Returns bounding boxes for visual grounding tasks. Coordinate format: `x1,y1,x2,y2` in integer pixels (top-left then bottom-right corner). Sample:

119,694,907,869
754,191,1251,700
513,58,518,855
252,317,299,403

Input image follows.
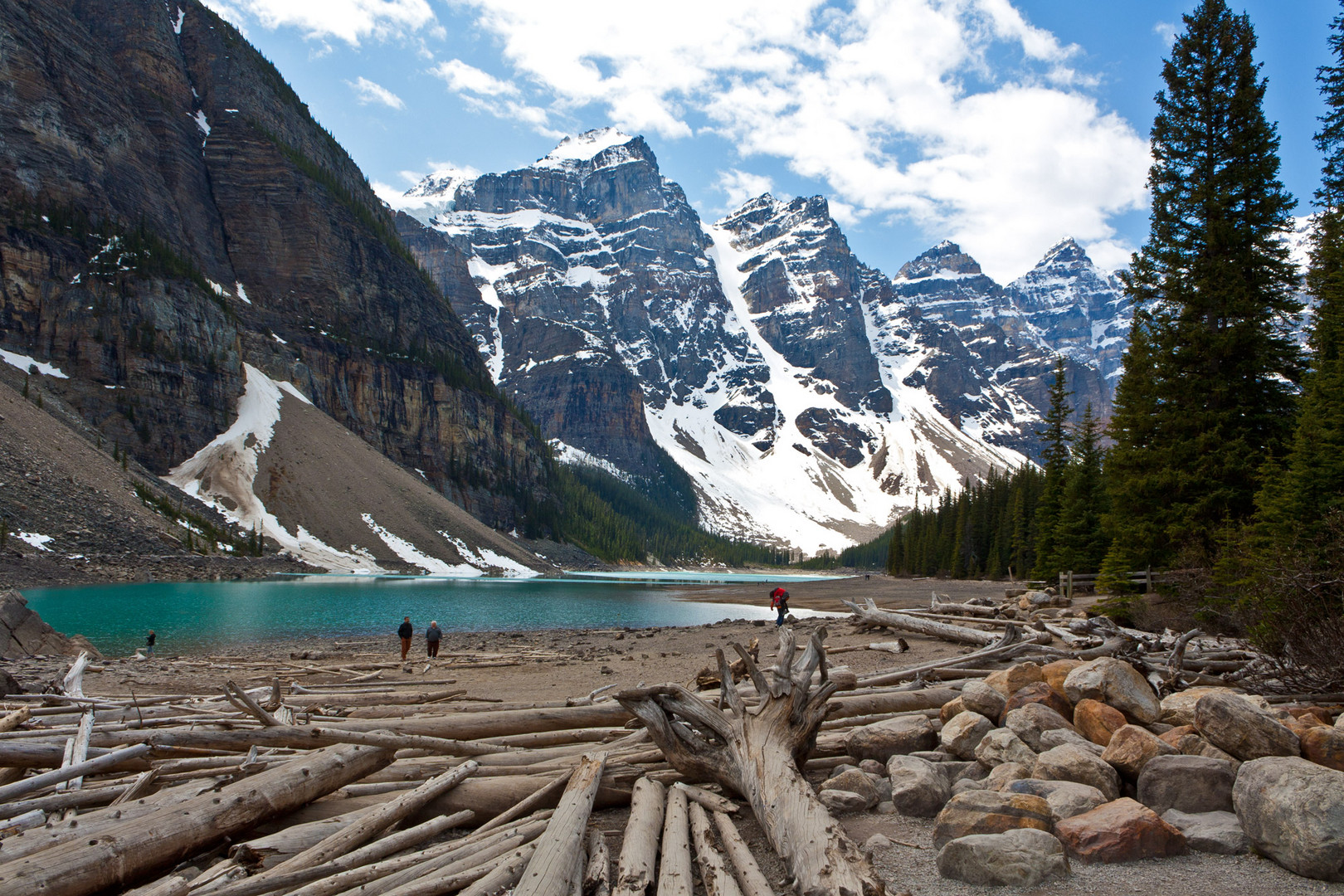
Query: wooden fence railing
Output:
1059,568,1157,598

--

Return each line of the records that contains the string "left", treating uppercase and lowercase as different.

● **Solution**
Returns bounding boxes for visual grounding tasks. Coordinate format: `x1,y1,x2,y2` in integer pixels (top-left then bottom-right corner). Sample:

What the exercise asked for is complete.